> [TASK]: Could you write out the lines from the one containing "verge in the photo above." through the end of the entries, swapping "component" for "module" and changing nothing else?

> [Named object pointing entries]:
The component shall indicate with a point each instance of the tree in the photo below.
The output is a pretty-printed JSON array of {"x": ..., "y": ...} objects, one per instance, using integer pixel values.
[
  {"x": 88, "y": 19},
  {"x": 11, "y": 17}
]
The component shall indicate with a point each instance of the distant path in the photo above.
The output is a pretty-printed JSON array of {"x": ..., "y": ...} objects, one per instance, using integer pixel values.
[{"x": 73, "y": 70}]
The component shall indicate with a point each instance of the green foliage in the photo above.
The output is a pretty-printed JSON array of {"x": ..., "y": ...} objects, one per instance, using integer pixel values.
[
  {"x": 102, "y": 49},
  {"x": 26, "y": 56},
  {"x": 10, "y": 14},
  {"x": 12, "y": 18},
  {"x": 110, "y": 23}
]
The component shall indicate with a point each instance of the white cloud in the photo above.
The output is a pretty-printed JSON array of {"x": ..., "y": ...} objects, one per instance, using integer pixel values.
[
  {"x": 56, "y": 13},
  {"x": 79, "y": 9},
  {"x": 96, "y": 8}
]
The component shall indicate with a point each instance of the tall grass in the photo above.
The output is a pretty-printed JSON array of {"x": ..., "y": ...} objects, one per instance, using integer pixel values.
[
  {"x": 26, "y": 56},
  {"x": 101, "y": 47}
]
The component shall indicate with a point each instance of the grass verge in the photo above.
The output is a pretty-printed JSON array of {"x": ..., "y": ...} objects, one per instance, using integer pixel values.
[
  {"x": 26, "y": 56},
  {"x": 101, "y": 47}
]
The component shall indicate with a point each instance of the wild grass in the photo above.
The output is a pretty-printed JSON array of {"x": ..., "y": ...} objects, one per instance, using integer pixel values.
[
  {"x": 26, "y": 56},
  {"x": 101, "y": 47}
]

> [FINISHED TASK]:
The module shall indicate with a point each instance of the grass verge in the photo above.
The output is a pretty-printed JSON array of {"x": ..., "y": ...} objects, one per instance, using integer pixel values.
[
  {"x": 26, "y": 56},
  {"x": 101, "y": 47}
]
The module shall indicate with a point each instance of the wild grass in the photo above.
The output is a pretty-printed JSON array of {"x": ..., "y": ...} objects, one per instance, using integer pixel values.
[
  {"x": 26, "y": 56},
  {"x": 101, "y": 47}
]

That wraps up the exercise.